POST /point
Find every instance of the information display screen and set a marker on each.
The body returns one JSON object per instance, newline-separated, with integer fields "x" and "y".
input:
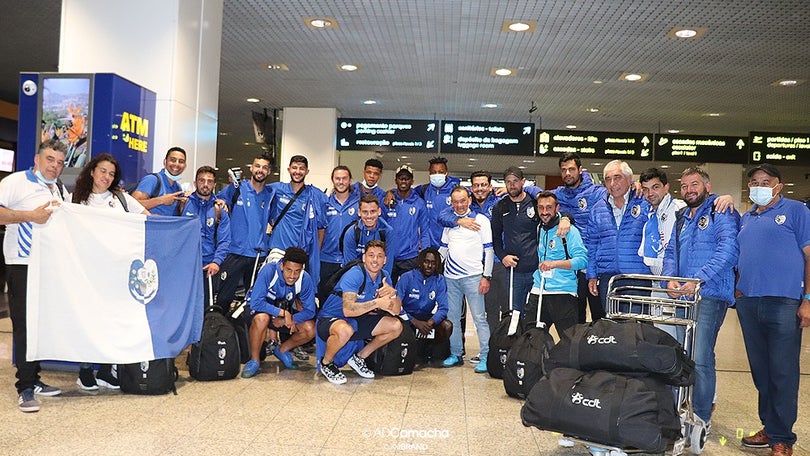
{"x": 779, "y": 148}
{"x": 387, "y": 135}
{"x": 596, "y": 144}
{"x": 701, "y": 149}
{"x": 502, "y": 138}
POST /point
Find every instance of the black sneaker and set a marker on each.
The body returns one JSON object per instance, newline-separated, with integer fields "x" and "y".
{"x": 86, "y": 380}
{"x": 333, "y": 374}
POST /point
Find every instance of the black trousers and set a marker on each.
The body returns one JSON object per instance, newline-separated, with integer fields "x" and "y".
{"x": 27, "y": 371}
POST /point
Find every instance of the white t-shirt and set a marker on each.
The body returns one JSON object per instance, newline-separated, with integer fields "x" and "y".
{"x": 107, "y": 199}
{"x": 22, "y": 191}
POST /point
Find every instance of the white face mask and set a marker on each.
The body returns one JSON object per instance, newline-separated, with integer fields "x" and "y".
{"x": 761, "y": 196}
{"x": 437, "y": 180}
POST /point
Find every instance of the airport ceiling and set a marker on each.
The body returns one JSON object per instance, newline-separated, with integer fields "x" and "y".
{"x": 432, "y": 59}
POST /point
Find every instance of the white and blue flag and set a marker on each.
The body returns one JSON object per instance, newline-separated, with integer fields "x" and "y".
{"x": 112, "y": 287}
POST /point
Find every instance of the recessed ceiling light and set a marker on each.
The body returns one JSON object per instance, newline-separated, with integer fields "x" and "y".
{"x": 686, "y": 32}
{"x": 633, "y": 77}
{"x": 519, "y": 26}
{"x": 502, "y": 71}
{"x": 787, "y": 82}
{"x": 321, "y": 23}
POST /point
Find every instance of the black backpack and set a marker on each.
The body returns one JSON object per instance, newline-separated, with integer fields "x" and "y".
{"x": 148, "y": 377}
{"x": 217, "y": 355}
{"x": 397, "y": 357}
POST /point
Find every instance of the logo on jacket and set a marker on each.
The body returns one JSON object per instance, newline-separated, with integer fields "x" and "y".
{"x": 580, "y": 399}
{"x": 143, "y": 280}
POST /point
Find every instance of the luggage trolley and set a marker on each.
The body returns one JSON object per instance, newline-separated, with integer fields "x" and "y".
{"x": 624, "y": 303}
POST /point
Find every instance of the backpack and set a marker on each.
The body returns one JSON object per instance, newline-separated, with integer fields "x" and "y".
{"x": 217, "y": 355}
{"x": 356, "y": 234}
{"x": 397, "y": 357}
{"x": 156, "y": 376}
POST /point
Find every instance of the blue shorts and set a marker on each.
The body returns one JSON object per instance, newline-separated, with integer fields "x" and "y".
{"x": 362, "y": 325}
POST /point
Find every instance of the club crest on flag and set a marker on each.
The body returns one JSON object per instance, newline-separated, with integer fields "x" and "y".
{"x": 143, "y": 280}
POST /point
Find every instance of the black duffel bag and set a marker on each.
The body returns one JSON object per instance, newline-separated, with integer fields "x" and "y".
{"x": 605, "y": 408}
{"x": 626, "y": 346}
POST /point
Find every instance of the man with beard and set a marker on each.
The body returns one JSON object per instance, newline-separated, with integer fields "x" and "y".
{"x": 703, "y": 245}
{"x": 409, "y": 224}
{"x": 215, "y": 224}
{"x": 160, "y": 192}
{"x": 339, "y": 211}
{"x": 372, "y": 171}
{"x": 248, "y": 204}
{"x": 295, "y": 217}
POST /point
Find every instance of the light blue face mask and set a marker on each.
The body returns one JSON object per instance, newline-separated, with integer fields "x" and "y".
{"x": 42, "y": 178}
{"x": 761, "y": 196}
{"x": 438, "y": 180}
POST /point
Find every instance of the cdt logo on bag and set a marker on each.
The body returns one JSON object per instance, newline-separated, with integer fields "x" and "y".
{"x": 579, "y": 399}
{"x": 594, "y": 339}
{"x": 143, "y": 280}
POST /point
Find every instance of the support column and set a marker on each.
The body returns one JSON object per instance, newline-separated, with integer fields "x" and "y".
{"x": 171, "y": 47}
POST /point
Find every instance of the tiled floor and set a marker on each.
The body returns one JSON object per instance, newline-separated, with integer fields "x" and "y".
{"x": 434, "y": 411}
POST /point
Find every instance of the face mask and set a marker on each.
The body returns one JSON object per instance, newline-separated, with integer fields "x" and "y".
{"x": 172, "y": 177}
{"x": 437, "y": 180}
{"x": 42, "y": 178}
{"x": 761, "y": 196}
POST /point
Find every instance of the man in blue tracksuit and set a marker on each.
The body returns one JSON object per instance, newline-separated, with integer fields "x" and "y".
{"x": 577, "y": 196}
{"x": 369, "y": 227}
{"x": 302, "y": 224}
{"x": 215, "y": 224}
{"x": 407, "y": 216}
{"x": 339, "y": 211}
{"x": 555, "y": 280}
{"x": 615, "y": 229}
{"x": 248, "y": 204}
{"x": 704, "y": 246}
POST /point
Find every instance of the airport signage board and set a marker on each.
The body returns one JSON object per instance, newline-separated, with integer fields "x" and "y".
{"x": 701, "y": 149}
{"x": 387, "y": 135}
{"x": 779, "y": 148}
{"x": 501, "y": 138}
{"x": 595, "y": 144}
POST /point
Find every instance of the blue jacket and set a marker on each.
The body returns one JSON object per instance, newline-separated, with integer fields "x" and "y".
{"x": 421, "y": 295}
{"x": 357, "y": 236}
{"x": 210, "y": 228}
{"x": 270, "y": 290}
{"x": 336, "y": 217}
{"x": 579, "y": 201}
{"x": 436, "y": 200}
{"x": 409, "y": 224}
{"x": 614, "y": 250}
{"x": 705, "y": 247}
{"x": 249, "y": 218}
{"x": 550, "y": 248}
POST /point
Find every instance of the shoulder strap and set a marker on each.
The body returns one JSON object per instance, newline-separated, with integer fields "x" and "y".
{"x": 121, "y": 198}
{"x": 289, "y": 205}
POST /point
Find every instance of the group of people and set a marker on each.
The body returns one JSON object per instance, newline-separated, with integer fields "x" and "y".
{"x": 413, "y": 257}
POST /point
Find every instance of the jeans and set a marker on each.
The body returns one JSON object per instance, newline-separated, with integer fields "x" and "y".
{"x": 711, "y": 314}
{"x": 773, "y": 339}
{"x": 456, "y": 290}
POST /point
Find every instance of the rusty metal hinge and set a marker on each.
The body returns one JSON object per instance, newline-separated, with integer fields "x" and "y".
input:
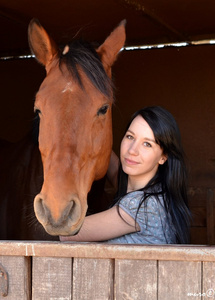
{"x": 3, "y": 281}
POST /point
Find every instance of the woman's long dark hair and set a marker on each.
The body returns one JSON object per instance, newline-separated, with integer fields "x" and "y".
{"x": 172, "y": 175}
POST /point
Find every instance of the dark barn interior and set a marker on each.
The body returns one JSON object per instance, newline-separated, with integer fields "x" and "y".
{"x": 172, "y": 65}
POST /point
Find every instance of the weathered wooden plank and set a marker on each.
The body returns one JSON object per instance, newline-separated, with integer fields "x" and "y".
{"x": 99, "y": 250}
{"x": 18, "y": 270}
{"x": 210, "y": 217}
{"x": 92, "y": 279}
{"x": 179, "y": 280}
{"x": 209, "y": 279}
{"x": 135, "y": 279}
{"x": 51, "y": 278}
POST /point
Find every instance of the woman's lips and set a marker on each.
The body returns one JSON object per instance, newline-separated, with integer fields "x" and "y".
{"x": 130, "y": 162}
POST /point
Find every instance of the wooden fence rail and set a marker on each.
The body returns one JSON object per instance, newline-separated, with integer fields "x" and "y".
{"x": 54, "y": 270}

☆ ☆ ☆

> What is expected: Tally the lines in the entries above that contain the word "ceiling", matching case exactly, and give only the number.

> Exercise solution: 2